### HOW TO COMPLETE THIS TASK
Return the following entries exactly, word for word.

Dataset entries

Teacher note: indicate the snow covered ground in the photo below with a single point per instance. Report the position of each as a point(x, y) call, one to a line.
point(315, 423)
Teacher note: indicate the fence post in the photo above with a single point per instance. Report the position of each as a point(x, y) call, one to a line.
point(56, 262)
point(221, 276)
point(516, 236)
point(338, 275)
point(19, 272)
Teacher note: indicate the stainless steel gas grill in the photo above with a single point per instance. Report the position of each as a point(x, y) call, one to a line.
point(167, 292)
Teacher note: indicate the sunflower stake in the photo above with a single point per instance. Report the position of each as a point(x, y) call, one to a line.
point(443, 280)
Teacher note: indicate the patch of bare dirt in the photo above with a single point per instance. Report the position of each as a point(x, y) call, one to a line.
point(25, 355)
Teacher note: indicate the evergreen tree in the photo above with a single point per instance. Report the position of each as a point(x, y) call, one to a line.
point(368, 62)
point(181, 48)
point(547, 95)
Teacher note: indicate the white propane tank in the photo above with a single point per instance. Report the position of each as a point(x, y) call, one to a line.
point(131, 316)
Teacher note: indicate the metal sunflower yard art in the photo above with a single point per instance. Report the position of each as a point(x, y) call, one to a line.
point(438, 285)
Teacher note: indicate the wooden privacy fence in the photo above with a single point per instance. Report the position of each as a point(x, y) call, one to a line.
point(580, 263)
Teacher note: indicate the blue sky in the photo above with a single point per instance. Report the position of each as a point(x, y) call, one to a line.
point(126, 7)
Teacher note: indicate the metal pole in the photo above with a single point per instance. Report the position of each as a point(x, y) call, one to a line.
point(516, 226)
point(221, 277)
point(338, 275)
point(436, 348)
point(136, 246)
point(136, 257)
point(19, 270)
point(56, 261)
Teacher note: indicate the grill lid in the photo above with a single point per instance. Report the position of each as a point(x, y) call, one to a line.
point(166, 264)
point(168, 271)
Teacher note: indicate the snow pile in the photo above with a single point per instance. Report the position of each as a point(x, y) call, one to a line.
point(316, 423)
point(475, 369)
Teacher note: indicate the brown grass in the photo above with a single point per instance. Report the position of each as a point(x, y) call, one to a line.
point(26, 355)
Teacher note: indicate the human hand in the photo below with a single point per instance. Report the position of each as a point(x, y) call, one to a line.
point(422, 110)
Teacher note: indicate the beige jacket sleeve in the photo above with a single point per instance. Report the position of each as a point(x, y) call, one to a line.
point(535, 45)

### REPLY TO THE TASK
Teacher note: indicate the snow covered ground in the photo below with a single point per instance. Report the position of each as a point(x, y) call, one to a line.
point(315, 423)
Teacher note: indicate the fence post in the photo above with a single point per instance. Report the position of each as a point(x, y) call, one to a line.
point(56, 262)
point(221, 276)
point(516, 236)
point(338, 275)
point(19, 272)
Teacher note: indicate the stainless steel gas grill in the photo above with a single point per instance. Report the position of each as a point(x, y) call, one to a line.
point(167, 292)
Teacher note: indicate the sunflower stake in the photo above with a single point per instance. Report the position of each as a point(x, y) call, one to a line.
point(443, 280)
Teacher note: indicate the patch of bare dirt in the photo above with a single point per instance. Report the position of each as a point(x, y) call, one to a line.
point(25, 355)
Teacher note: indicate the evergreen tree in the photo above with a single point per instance. Report the position of each as a point(x, y) call, one to a line.
point(368, 62)
point(181, 48)
point(547, 95)
Teacher note: indicate the white propane tank in the photo above with a single point per instance. Report the position of each as a point(x, y) call, one to a line.
point(131, 316)
Teacher note: indicate the metal sunflower yard art in the photo above with a single point per instance. Report the position of each as a point(x, y) call, one to a line.
point(438, 285)
Teacher note: indicate the wooden privacy fence in the photo above with a single point per instance. Report the position of each as a point(x, y) call, one to a line.
point(580, 263)
Teacher note: indicate the blue sky in the photo above with a single point per instance. Report the position of each as a point(x, y) call, one to a line.
point(126, 7)
Teacher note: indicate the metal pole in the photo above with a single point per instance. Report the position of each as a point(x, y) call, one to a line.
point(516, 226)
point(221, 277)
point(338, 275)
point(436, 348)
point(136, 246)
point(136, 257)
point(19, 270)
point(56, 261)
Teacher note: indicate the grill lid in the photo above with a single point per instance. Report the position of each as a point(x, y) call, one to a line.
point(166, 264)
point(168, 271)
Teacher note: indicate the snow pile in the photo above with a single point per instance. Report the position of each as a point(x, y) call, one to a line.
point(316, 423)
point(475, 369)
Teacher note: indicate the brown grass in the photo above with a single point per instance. Report the position of each as a point(x, y) call, one to a line.
point(26, 355)
Teacher note: indicate the human hand in the photo below with a single point per instance. Report the position of each as a point(x, y) call, one to a line.
point(422, 110)
Teacher note: indicate the beige jacket sleeve in the photo above with a single point per instance. Report the position of each as a point(x, y) call, one to a line.
point(535, 45)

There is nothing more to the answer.